PROMPT =
Rewrite the stretch of the items below from the very start through the line containing "point(205, 104)" as a JSON list of strings, one string per line, skipping any blank lines. Leave the pictures out of your answer.

RECORDS FOR THIS EXERCISE =

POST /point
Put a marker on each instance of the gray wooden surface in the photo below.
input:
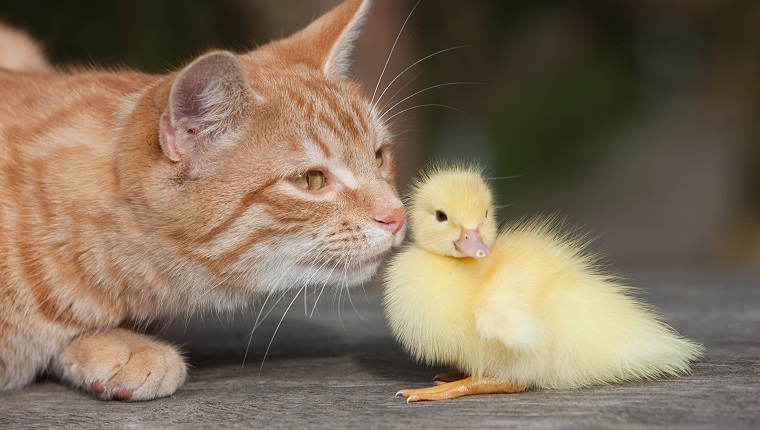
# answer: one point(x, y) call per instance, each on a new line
point(341, 370)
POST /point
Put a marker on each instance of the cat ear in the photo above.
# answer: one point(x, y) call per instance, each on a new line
point(327, 43)
point(205, 104)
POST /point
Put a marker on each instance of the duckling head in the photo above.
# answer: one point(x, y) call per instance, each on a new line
point(451, 213)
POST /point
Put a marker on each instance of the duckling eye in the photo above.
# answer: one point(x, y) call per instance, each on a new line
point(313, 180)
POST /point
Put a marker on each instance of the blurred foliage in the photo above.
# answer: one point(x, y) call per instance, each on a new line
point(575, 93)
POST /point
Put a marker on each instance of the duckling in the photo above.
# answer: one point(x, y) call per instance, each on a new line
point(524, 308)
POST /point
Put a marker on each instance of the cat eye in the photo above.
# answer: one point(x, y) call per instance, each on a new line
point(313, 180)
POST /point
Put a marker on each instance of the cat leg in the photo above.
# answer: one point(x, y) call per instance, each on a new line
point(121, 364)
point(464, 387)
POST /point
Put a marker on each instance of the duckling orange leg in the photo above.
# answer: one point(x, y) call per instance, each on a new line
point(450, 376)
point(464, 387)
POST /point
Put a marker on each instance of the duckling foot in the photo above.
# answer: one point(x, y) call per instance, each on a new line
point(464, 387)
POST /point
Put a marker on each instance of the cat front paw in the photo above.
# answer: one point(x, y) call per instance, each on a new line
point(122, 365)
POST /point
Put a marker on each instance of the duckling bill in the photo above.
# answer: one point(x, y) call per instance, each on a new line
point(524, 308)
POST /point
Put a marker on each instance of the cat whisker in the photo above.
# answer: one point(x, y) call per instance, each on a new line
point(390, 54)
point(426, 89)
point(278, 328)
point(348, 293)
point(374, 105)
point(286, 312)
point(259, 319)
point(324, 285)
point(393, 97)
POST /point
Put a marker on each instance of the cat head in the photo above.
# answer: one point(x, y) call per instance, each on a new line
point(272, 168)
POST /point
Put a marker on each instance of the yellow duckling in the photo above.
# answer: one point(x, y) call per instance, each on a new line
point(521, 309)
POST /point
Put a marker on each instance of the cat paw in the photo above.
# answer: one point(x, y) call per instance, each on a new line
point(122, 365)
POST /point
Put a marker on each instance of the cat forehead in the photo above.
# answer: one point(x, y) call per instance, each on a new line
point(335, 105)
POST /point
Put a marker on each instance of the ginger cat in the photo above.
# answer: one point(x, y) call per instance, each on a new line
point(130, 198)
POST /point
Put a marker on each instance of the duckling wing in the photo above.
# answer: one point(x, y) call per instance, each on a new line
point(503, 313)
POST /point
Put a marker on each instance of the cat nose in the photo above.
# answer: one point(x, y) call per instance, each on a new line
point(393, 220)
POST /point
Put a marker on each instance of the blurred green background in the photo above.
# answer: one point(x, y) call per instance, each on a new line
point(635, 120)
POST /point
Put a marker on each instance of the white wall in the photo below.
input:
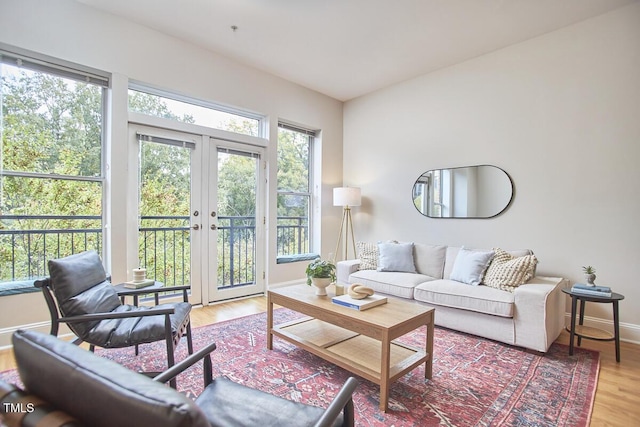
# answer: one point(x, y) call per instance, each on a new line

ANSWER =
[
  "POST /point",
  "Put a marker on each instance of the gray wooden surface in the photo below.",
  "input:",
  "# answer: one point(x, y) call per instance, each on a new line",
  "point(341, 370)",
  "POST /point",
  "Put a marker on each instance of the cat ear in the photo above.",
  "# answer: one point(x, y) call per instance, each on a new line",
  "point(327, 43)",
  "point(205, 104)"
]